• _Problem_:
Rewrite the material from its beginning through the line containing "x=228, y=98", replacing "store facade" with "shop front" and leaving everything else as it is.
— START OF Records for this exercise —
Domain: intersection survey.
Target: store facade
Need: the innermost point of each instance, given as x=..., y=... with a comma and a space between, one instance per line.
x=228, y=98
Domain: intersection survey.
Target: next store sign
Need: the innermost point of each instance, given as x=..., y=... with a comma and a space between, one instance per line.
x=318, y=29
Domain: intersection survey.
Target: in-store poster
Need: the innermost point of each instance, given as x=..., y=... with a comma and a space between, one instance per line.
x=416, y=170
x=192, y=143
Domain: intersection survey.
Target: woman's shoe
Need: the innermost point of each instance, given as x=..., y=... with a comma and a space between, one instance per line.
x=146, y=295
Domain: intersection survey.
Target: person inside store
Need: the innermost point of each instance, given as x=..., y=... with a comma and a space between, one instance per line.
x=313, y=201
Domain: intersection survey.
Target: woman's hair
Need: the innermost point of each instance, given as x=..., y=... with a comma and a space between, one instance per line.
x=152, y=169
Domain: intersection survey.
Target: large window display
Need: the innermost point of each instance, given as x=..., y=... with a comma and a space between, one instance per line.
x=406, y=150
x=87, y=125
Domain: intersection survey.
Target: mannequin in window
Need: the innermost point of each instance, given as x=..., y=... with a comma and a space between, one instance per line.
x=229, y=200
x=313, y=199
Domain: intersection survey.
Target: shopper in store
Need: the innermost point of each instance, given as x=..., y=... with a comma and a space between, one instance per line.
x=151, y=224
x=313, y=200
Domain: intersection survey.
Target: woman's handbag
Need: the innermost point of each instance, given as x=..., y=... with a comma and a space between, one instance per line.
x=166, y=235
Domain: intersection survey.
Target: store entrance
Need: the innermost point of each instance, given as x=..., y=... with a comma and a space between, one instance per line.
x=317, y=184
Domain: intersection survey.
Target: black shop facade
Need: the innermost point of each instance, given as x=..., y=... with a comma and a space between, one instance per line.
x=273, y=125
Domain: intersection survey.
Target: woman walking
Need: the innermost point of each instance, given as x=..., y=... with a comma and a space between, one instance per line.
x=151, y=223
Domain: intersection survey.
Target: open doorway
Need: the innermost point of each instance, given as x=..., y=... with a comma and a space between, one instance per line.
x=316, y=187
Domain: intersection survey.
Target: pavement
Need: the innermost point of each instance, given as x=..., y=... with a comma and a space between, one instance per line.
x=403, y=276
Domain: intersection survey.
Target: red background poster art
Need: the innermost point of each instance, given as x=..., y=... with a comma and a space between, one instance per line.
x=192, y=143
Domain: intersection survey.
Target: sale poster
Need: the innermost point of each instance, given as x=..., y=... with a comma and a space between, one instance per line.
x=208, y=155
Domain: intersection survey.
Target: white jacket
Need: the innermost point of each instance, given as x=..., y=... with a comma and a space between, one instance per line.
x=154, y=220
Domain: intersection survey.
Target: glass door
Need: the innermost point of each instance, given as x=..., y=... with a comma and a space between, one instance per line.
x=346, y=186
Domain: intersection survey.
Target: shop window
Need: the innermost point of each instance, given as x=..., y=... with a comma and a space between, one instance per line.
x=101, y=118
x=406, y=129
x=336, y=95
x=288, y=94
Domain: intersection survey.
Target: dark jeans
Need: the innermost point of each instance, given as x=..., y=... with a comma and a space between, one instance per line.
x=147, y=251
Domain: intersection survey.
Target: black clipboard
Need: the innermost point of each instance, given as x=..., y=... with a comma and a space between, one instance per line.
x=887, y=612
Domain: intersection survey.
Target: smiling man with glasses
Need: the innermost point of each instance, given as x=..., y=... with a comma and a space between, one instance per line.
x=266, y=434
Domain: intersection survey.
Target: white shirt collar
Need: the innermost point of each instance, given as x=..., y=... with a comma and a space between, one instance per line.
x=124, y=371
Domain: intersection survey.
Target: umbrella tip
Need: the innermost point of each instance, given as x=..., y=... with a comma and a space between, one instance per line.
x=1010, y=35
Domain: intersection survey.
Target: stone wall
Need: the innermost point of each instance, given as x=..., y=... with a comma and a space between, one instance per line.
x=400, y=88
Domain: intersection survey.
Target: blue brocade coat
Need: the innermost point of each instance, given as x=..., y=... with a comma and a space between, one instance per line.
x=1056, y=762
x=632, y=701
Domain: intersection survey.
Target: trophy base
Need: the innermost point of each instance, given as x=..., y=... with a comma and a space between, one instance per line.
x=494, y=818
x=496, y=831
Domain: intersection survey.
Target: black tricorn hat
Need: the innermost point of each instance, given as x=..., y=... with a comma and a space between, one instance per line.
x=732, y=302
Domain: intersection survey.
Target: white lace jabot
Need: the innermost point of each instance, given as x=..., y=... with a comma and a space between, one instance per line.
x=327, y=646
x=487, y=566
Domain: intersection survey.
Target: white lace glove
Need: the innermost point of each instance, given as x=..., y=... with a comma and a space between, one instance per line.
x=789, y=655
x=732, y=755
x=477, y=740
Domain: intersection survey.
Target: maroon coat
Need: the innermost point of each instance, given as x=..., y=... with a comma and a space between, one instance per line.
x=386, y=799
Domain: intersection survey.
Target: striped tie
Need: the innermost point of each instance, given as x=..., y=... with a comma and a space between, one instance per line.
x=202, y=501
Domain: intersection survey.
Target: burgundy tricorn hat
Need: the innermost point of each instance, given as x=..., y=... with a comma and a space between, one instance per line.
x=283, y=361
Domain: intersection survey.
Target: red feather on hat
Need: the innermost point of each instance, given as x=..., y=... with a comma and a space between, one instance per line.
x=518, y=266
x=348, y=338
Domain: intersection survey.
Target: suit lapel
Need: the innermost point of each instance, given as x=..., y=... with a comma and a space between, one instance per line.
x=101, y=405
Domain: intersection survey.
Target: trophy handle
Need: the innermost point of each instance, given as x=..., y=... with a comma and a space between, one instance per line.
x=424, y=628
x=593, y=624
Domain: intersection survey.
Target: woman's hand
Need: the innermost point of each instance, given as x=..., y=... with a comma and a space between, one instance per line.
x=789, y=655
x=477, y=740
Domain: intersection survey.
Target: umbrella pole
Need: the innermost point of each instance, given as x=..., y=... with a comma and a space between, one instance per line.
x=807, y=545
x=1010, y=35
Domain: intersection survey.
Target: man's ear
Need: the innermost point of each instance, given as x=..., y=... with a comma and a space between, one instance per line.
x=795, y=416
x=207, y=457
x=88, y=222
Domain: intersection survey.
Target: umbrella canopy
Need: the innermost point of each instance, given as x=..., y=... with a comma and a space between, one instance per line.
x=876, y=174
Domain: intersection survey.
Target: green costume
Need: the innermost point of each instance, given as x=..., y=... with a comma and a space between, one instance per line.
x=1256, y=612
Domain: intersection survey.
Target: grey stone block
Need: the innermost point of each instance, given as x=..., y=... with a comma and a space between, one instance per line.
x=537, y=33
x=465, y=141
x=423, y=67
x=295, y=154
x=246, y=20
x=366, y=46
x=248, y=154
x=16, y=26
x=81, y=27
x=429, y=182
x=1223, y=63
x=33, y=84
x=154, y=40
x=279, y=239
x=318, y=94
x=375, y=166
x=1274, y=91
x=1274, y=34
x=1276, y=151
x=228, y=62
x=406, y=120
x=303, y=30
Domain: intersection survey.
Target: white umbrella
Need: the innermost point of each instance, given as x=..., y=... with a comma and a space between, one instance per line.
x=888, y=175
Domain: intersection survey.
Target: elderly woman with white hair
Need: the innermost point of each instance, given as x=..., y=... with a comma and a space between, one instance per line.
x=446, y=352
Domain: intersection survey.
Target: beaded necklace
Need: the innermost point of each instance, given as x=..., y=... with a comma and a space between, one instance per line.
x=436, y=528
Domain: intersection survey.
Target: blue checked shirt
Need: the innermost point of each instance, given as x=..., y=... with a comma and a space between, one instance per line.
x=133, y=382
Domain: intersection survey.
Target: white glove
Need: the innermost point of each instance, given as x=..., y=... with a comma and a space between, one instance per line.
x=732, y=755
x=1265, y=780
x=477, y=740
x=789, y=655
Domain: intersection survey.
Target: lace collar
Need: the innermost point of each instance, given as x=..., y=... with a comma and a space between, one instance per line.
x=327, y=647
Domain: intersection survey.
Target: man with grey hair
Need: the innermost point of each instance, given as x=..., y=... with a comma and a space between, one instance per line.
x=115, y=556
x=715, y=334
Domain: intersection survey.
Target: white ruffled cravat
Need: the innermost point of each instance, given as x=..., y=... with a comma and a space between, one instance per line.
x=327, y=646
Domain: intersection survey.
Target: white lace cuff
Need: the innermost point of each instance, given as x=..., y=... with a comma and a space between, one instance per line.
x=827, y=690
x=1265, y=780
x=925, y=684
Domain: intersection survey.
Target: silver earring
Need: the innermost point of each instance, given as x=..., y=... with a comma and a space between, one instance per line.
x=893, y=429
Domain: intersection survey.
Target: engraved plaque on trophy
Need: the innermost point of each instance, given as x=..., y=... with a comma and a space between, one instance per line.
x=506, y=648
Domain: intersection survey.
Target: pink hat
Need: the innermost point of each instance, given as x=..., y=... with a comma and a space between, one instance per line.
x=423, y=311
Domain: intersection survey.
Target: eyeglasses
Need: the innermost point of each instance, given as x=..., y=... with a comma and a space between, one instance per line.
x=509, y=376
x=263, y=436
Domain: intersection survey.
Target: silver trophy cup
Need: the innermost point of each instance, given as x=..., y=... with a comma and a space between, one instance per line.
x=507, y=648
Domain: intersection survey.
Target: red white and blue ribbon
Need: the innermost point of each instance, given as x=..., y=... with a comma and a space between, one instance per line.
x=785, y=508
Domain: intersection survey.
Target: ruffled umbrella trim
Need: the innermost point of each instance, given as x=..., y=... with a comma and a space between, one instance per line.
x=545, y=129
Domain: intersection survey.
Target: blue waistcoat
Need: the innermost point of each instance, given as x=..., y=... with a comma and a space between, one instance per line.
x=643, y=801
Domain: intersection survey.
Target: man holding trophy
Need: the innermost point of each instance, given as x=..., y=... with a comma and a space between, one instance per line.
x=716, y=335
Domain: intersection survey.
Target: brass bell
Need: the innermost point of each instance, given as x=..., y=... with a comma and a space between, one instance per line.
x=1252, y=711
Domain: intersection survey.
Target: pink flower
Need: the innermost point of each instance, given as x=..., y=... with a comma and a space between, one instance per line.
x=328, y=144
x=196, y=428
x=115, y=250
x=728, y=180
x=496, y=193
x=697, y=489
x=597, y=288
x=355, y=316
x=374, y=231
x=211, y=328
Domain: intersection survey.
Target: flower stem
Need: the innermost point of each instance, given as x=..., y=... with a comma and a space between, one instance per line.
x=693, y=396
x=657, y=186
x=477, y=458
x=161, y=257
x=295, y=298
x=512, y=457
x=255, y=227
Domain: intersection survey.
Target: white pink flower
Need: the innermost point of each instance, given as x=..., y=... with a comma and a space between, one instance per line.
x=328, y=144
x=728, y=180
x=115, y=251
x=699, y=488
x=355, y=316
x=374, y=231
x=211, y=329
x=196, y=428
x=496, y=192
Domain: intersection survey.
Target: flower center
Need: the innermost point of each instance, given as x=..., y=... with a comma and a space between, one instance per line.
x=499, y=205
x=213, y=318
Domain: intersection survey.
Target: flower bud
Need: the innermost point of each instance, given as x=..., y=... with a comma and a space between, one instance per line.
— END OF Records for this exercise —
• _Completed task_:
Domain: intersection survey.
Target: shop front
Need: the innermost point of each instance, given as x=..., y=... with a comma and a space between, one instance per line.
x=228, y=98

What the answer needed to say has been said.